Task item: Tally the lines in the listing below that contain "target" and report the tally alone.

- - -

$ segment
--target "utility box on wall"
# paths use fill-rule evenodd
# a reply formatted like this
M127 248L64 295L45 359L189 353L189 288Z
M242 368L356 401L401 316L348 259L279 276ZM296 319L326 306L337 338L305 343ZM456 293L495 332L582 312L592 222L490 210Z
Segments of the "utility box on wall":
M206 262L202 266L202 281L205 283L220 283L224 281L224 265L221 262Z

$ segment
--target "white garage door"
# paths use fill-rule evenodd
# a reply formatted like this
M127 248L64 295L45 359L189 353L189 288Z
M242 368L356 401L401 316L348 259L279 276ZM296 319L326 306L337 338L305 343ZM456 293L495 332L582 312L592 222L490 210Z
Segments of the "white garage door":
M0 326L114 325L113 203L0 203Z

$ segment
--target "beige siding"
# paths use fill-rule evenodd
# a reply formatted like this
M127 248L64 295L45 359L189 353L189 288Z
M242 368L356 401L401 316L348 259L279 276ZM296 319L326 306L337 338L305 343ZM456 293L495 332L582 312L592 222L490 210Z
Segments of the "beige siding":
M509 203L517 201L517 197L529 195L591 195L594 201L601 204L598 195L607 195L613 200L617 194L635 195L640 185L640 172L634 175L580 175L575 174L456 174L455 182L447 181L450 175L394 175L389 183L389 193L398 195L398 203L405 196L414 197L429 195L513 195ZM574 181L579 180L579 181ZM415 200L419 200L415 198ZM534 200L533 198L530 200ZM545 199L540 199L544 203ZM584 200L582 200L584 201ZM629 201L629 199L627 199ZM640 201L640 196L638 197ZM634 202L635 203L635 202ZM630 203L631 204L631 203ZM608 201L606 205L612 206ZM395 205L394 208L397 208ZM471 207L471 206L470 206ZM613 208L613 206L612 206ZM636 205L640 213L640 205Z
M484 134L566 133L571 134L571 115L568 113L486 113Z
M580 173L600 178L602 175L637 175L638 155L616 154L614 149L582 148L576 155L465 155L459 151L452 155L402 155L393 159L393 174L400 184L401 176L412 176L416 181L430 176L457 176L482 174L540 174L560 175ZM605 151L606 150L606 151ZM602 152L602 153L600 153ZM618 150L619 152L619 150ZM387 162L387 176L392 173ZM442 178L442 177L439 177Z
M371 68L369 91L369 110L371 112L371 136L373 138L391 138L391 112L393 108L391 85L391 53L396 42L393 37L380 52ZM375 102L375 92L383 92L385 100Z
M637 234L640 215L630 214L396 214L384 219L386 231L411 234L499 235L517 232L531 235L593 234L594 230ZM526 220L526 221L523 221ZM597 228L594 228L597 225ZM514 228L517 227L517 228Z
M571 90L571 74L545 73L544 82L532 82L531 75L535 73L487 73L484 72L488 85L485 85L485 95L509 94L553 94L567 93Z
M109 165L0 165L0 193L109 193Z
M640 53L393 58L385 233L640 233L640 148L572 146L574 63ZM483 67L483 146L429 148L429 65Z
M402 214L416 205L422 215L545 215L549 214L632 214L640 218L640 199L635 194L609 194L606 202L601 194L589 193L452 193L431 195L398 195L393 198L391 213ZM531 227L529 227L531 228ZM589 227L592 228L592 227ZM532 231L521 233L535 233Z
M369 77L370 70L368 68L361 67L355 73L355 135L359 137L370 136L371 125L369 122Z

- - -

Written response: 3